- _Problem to solve_: Can you resume the code review thread about the Windows thread-interrupt race from the point where it stops?

- _Supplied passage_:
· · ·

RFR: 6498581: ThreadInterruptTest3 produces wrong output on Windows

Thu Jan 16 12:48:18 PST 2014

On 1/16/14 1:42 PM, Yumin Qi wrote:
> David,
>
>   Thanks for the detail analysis so far and supply suggested fix.
>
> On 1/15/2014 10:21 PM, David Holmes wrote:
>> Hi Yumin,
>>
>> Unfortunately the complexities of this continue to expose themselves :(
>>
>> On 15/01/2014 11:00 AM, Yumin Qi wrote:
>>> Can I have your codereview of the change
>>>
>>> http://cr.openjdk.java.net/~minqi/6498581/webrev00
>>> <http://cr.openjdk.java.net/%7Eminqi/6498581/webrev00/>
>>>
>>> Summary: There is race condition between os::interrupt and
>>> os::is_interrupted on Windows.  See bug comments in detail. When thread
>>> sleep check if it gets interrupted, it may see interrupted but not
>>> really interrupted so cause spurious waking up (early return from
>>> sleep). Fix by checking if a real interrupt sent to thread interrupt
>>> event can prevent such false return. On windows we can get away the
>>> interrupted field but to keep consistent with other platforms, I choose
>>> to leave it as it is.
>>>
>>> Contributed-By: David Holmes
>>
>> Not really. :) I suggested using WaitForSingleObject on the interrupt 
>> event to detect if the event was signalled or not, and hence whether 
>> the thread was interrupted or not. I had envisaged it replacing use 
>> of the interrupted field altogether on windows - but I had overlooked 
>> the fact that the _interrupted field of osThread is maintained in 
>> shared code, and further that there is an intrinsic for 
>> Thread.isInterrupted that uses that field!
>>
> I can add myself after you, the main contributor for this fix.
>> The fix you have provided in os::is_interrupted deals nicely with the 
>> race between setting/clearing the field and setting/clearing the 
>> event. Because of the strong ordering in os::interrupt:
>>
>>  1. osthread->set_interrupted(true);
>>  2. OrderAccess::release();
>>  3. SetEvent(osthread->interrupt_event());
>>
>> we can require both conditions to be met to define that the thread is 
>> indeed interrupted. If we have set the field but not the event then 
>> is_interrupted will return false without touching the field or the 
>> event. If the thread then blocks it will either unblock immediately 
>> if setEvent has now been called, or will unblock when setEvent is 
>> eventually called. That all seems to work fine.
>>
>> The intrinsic is a fast-path that inlines the access to the 
>> _interrupted field, but only for the current thread and only when not 
>> trying to also clear the interrupted state (ie only for 
>> Thread.currentThread().isInterrupted()**). That seems mostly harmless 
>> even if the thread is concurrently halfway through being interrupted 
>> (ie the field is set but not the event) as any interrupt responsive 
>> operation will at some point call the actual os::is_interrupted()

· · ·

Rows from a pointing dataset
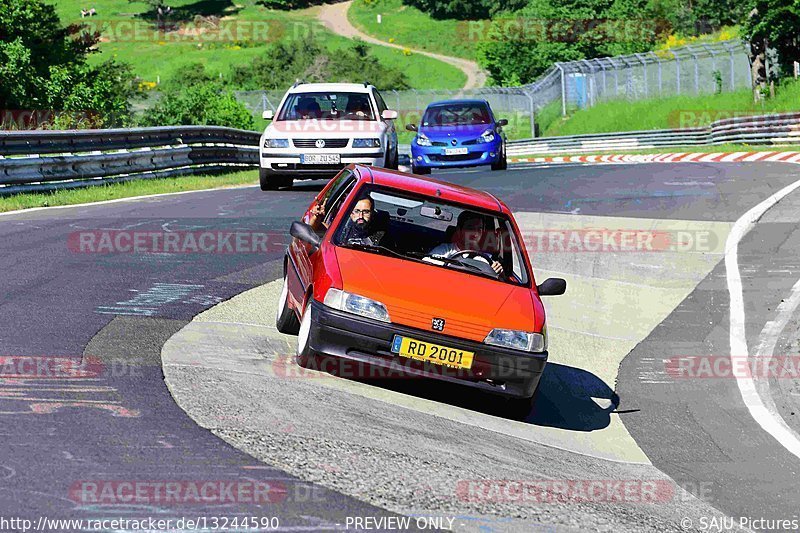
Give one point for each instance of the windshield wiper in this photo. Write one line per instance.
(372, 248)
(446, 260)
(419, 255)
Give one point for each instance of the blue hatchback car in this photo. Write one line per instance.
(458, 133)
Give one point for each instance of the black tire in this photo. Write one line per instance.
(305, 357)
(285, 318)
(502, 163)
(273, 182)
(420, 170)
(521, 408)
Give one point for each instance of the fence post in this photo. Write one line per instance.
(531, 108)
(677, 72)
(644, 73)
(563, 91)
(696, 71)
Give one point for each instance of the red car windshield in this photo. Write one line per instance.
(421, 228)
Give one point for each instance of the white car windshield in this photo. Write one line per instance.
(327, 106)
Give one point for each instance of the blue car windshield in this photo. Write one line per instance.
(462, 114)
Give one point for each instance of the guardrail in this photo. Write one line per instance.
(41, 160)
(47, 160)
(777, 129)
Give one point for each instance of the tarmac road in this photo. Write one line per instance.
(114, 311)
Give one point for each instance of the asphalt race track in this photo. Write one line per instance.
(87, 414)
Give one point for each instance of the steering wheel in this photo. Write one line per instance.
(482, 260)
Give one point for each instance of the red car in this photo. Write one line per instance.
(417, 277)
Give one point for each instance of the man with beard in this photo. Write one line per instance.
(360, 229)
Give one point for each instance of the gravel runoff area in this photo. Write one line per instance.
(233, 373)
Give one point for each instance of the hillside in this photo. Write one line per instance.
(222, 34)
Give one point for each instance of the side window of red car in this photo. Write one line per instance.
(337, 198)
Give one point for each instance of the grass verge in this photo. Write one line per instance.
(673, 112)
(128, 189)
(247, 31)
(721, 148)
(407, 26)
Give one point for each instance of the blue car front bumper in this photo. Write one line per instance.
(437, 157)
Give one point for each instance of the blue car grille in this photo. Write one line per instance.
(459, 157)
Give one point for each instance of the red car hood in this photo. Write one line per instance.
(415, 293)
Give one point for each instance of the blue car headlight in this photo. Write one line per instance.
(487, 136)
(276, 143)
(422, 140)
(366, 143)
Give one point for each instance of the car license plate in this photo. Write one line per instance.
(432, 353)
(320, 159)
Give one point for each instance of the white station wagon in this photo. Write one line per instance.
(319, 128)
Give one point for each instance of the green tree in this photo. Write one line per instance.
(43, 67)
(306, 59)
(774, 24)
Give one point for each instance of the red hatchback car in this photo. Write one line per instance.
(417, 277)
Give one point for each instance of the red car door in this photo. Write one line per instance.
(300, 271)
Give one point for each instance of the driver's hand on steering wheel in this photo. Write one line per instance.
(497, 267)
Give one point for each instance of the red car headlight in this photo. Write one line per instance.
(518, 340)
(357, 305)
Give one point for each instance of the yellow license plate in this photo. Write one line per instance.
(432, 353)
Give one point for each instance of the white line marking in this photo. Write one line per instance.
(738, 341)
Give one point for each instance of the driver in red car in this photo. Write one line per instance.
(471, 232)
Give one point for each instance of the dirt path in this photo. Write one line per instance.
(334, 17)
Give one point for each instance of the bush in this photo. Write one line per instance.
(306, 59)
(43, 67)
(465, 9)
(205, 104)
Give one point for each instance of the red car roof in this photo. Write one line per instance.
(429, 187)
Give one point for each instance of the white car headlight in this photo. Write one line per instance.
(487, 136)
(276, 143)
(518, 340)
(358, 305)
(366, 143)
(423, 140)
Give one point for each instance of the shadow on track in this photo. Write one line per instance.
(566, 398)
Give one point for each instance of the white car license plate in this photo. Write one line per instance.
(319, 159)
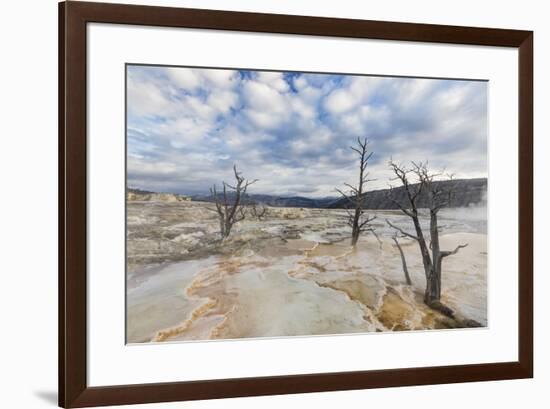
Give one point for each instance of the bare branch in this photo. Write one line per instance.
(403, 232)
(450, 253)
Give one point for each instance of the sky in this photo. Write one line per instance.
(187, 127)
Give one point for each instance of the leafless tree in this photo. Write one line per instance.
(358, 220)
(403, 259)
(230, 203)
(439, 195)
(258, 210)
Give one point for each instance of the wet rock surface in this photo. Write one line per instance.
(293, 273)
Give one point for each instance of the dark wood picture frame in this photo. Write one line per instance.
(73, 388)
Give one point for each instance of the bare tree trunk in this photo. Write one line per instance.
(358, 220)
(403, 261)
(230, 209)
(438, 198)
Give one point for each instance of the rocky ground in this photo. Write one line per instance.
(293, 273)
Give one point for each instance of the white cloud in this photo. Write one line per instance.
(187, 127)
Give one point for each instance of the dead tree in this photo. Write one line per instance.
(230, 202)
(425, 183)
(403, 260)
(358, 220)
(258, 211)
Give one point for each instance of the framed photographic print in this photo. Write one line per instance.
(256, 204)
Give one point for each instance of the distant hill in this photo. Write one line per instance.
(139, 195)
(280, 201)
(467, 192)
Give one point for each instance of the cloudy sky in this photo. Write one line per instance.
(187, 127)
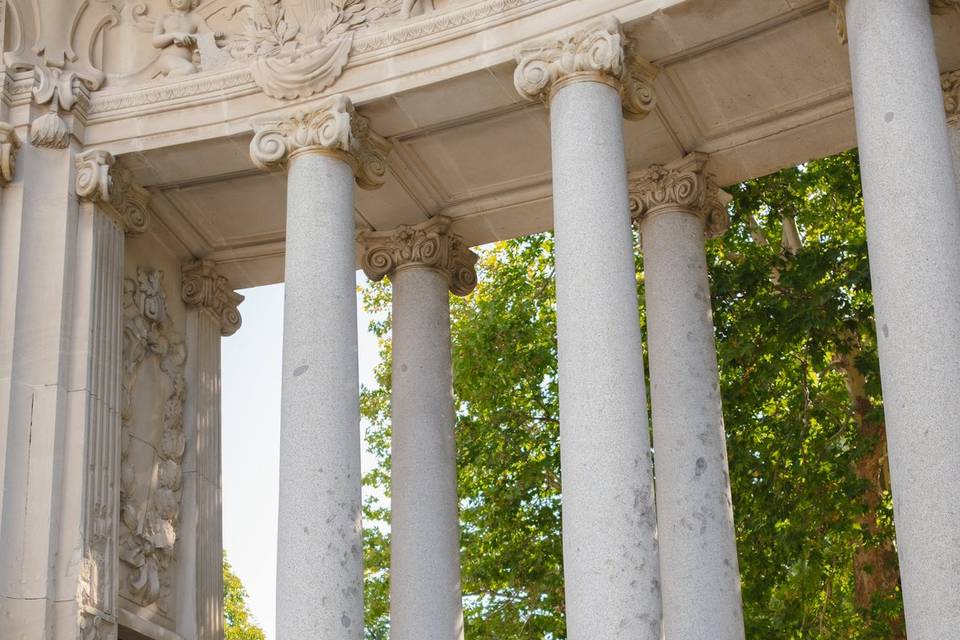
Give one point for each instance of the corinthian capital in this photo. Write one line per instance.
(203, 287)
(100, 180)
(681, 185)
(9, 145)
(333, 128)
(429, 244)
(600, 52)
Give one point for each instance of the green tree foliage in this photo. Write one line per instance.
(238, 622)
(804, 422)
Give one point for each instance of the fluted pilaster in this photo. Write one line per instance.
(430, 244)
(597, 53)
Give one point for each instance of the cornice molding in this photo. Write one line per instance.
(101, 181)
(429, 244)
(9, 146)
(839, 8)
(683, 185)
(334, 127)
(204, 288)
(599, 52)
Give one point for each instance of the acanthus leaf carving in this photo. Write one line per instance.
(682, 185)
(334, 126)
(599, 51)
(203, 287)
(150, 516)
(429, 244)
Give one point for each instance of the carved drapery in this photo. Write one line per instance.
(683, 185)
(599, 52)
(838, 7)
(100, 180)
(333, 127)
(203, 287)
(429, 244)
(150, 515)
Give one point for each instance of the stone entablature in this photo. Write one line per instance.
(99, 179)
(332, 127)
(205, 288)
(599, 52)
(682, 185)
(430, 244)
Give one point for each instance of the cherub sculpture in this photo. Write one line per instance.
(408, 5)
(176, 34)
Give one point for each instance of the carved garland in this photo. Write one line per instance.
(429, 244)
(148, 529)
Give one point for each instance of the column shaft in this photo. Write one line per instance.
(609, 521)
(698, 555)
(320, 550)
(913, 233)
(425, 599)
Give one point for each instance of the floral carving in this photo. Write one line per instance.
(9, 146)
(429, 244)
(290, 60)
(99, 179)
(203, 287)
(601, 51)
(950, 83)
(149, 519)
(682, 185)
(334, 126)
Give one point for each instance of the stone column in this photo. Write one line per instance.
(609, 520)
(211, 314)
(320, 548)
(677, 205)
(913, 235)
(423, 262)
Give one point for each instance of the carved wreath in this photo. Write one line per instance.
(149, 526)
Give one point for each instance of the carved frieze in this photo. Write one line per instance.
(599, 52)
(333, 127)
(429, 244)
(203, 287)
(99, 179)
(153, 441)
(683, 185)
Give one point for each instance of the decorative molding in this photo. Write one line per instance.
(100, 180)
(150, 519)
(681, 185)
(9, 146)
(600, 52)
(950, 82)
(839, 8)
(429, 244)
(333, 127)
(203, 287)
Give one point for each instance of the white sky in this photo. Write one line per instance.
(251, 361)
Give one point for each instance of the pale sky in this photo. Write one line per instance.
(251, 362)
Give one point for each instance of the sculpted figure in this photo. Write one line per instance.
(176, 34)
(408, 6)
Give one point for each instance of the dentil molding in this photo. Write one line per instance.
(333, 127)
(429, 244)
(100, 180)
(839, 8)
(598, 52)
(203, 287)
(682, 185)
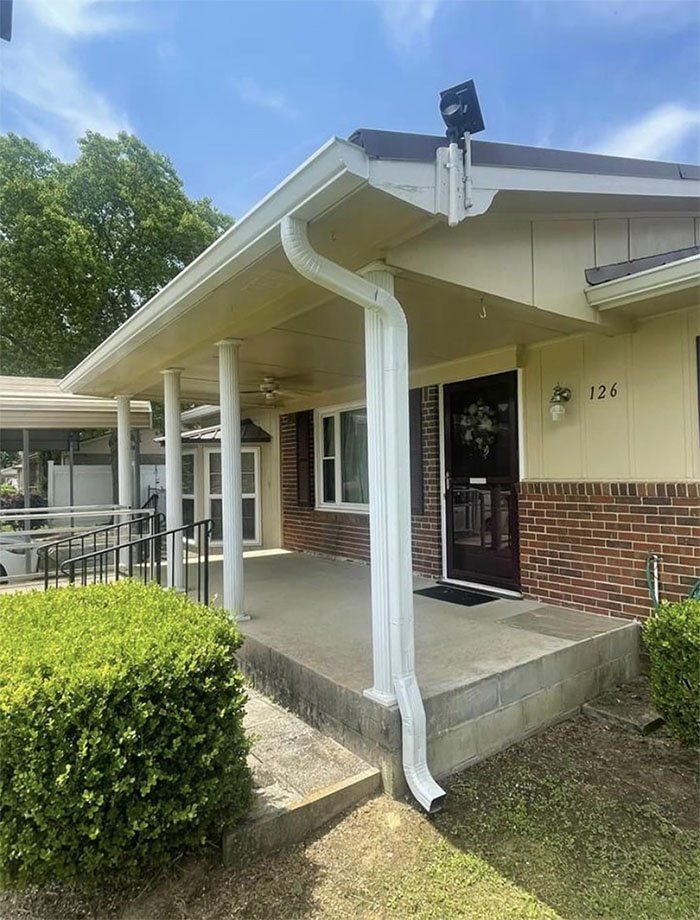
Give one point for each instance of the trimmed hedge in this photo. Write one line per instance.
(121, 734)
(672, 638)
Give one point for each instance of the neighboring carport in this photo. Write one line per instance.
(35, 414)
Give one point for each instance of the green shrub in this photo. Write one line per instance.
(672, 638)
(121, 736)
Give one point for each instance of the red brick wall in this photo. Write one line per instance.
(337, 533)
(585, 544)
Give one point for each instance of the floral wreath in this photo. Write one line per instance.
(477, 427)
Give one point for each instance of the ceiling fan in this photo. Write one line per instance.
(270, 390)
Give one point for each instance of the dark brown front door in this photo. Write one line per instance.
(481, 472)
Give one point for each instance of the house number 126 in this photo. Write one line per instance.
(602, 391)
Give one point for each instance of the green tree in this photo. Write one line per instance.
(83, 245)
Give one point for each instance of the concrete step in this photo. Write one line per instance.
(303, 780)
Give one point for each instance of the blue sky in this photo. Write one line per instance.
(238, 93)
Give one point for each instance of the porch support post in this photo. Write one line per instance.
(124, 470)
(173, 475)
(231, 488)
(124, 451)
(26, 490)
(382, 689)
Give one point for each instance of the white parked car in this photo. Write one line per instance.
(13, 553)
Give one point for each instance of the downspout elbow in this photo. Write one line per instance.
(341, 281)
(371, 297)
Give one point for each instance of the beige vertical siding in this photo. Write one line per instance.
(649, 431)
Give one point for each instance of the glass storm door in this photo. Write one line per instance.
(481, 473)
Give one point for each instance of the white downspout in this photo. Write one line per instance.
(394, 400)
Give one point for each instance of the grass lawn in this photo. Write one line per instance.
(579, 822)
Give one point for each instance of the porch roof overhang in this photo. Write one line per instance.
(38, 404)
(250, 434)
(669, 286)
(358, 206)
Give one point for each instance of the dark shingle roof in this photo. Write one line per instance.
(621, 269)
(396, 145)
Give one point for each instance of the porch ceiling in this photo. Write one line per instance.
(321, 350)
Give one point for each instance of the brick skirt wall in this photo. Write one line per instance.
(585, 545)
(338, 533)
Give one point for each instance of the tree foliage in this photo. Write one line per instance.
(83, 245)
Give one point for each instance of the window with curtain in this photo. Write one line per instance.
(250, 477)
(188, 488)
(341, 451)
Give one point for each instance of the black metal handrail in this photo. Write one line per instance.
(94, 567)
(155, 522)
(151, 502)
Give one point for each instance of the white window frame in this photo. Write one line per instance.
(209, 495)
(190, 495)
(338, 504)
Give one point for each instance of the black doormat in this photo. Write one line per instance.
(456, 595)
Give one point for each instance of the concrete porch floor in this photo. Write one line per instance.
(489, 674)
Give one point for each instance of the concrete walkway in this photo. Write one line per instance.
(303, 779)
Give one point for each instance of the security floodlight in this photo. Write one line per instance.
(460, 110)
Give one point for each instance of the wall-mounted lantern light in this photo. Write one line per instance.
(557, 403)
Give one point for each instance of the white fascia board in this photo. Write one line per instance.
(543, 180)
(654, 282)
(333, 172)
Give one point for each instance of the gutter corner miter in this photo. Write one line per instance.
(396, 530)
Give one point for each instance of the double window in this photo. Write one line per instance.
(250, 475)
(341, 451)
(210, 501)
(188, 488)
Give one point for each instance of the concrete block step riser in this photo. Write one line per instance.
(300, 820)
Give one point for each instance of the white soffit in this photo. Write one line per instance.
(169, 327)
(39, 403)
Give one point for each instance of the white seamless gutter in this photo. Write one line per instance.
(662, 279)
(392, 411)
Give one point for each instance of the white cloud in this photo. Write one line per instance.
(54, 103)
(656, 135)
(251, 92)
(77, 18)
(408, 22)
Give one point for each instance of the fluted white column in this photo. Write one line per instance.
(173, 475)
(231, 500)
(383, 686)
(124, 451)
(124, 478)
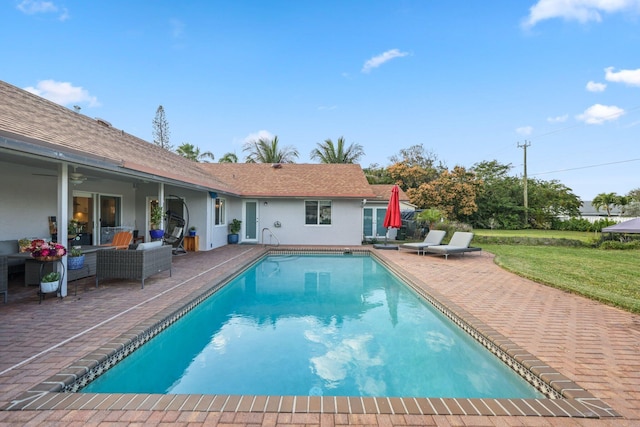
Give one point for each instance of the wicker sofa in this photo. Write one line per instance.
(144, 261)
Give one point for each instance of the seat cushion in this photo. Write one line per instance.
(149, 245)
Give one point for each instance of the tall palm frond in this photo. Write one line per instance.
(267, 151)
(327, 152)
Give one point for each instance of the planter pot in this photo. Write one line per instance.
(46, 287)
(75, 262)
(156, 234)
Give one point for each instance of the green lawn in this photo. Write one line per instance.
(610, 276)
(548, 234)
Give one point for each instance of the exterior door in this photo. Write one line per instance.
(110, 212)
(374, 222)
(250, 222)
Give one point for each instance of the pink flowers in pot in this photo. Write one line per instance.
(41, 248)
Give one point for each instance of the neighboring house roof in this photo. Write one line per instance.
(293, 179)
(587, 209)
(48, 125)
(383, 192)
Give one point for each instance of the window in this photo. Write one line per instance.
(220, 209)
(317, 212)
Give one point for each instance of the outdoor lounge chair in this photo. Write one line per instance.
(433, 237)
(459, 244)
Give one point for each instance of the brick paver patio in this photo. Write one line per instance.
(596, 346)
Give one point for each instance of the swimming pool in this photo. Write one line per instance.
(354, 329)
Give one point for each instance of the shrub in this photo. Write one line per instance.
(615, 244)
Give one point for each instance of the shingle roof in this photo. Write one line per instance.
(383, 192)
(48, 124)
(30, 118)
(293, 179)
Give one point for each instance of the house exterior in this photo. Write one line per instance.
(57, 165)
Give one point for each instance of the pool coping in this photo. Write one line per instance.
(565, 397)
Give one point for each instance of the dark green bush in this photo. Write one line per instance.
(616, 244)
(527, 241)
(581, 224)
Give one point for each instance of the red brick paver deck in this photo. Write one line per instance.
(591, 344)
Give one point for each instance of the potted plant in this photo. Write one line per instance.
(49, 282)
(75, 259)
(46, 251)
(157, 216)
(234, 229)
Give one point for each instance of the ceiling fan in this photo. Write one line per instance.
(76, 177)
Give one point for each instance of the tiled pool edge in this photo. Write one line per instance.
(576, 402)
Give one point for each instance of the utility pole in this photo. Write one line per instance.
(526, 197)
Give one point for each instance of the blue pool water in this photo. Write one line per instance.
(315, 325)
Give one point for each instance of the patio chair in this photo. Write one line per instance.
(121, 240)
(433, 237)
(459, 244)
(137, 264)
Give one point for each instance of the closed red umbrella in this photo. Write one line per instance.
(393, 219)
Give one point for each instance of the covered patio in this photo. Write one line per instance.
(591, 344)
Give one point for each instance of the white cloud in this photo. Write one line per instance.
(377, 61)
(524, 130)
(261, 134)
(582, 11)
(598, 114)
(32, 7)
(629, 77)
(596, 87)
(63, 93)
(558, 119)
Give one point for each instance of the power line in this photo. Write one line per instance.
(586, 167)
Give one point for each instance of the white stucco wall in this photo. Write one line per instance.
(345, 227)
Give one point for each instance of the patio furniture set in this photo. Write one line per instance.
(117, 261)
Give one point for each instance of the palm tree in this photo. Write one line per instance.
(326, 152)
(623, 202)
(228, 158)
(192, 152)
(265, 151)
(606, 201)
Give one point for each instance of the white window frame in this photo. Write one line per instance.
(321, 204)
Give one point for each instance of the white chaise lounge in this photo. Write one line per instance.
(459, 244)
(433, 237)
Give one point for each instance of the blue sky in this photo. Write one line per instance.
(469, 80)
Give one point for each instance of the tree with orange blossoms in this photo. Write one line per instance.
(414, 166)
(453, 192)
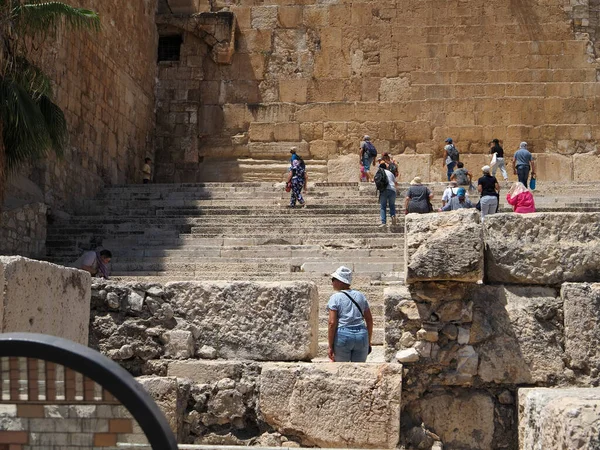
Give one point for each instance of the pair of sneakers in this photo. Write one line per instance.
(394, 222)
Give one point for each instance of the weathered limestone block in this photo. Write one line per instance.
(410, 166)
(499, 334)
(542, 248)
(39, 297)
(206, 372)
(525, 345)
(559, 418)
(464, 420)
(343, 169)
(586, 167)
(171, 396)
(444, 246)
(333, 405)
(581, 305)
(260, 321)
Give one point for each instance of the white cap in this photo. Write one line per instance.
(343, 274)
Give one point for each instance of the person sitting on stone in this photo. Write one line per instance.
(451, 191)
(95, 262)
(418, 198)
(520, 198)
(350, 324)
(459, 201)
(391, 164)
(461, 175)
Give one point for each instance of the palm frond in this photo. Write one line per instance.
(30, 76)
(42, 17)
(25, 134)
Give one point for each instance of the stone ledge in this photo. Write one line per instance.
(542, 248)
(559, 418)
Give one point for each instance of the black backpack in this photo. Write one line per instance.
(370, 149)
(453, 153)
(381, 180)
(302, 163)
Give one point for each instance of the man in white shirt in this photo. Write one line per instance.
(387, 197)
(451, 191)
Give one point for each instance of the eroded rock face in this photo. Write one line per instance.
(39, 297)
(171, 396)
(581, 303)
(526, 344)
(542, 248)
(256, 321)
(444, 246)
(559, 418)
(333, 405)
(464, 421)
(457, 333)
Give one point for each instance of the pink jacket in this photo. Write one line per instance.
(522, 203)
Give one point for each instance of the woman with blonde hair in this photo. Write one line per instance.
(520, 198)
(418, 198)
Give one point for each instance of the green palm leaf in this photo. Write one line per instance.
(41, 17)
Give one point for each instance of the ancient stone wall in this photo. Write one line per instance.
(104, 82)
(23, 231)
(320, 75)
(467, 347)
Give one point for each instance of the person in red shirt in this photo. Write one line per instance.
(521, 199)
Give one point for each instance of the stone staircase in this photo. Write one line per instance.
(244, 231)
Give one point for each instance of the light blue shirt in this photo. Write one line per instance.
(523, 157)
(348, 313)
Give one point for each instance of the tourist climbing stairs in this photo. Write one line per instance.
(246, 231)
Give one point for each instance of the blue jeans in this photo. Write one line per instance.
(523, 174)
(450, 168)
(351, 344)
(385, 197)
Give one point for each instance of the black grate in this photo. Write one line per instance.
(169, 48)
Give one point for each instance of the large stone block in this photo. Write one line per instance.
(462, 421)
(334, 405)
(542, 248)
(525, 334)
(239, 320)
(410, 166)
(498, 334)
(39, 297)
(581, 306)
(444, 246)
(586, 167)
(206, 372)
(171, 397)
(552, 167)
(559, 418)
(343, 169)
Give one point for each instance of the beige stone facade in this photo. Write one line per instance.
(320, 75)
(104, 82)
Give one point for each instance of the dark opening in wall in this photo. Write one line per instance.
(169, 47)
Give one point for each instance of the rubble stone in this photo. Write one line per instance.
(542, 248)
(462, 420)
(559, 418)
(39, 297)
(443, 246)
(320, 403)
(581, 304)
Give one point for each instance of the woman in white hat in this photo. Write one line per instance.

· · ·

- _Task response_:
>> runtime code.
>>
>> The only glitch I see is that it would now be possible for the 
>> following code to throw the exception:
>>
>> boolean a = Thread.currentThread().isInterrupted();
>> boolean b = Thread.interrupted();
>> if (a && !b)
>>   throw new Error("inconsistent Thread interrupt state observed");
>>
> Hope no one will write code like this --- but there is other 
> possibility that multiple interrupting actions sent to the thread so 
> such check can not guarantee it returns consistent result.  I see the 
> problem here but think such coding is very rare.  With we return real 
> status of Event, 'a' get false means the Event is not set yet ---- and 
> os::is_interrupted returns false is right.

I think you may have missed David's point here. The earlier check:

     boolean a = Thread.currentThread().isInterrupted();

is returning 'true' and a later check:

     boolean b = Thread.interrupted();

is returning 'false'. If variable 'a' is 'true', then 'b' must
also be 'true' to be consistent.

Dan

>
>> I don't think this is a realistic situation given for the issue to 
>> arise you need the interrupting thread to be effectively descheduled 
>> after setting the field but before setting the event. But still it is 
>> possible and could be observable. I'm inclined to accept this 
>> possibility but I think Karen should make that call. I also think we 
>> would need to document this possibility just in case it does arise.
>>
>> ** I've no idea why this intrinsic exists as it is a fairly uncommon 
>> usage. I guess at some point it was thought that this would be 
>> common, but most interrupt responsive code uses Thread.interrupted to 
>> clear the interrupt state as well as query it.
>>
> agree.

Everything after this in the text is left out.